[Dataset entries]
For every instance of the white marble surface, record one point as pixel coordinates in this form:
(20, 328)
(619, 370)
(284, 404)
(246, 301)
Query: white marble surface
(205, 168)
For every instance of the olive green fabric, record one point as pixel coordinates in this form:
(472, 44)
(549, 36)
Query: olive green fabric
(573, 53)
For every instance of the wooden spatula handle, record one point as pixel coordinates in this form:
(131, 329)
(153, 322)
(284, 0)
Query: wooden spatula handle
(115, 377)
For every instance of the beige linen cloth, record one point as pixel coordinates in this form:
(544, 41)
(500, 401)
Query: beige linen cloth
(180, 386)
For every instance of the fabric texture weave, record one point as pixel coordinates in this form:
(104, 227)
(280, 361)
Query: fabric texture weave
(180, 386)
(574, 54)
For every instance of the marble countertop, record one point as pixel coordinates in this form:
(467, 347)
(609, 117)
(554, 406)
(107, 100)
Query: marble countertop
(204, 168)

- **Description of the task**: Turn every line of the material above into a numbered list, skipping any blank lines.

- **Solution for this exercise**:
1. For every instance of the white marble surface, record one point as pixel coordinates in this form:
2. (20, 328)
3. (619, 370)
4. (284, 404)
5. (246, 301)
6. Query: white marble surface
7. (205, 168)
8. For every instance of the olive green fabric, record one point as pixel coordinates in this form:
9. (472, 44)
10. (549, 36)
11. Query: olive green fabric
12. (573, 53)
13. For every instance of the wooden spatula handle, record one point as pixel coordinates in this form:
14. (131, 329)
15. (153, 322)
16. (284, 0)
17. Query: wooden spatula handle
18. (115, 377)
19. For every instance of the beige linen cloth, record one point as pixel coordinates in this form:
20. (544, 41)
21. (500, 401)
22. Query: beige linen cloth
23. (180, 386)
24. For every instance of the fabric texture weave, record one point as pixel coordinates in this form:
25. (104, 227)
26. (280, 361)
27. Query: fabric texture weave
28. (180, 386)
29. (574, 54)
30. For every instance of the marble countertop, record one point as pixel coordinates in this form:
31. (467, 347)
32. (609, 117)
33. (554, 406)
34. (107, 100)
35. Query: marble countertop
36. (204, 168)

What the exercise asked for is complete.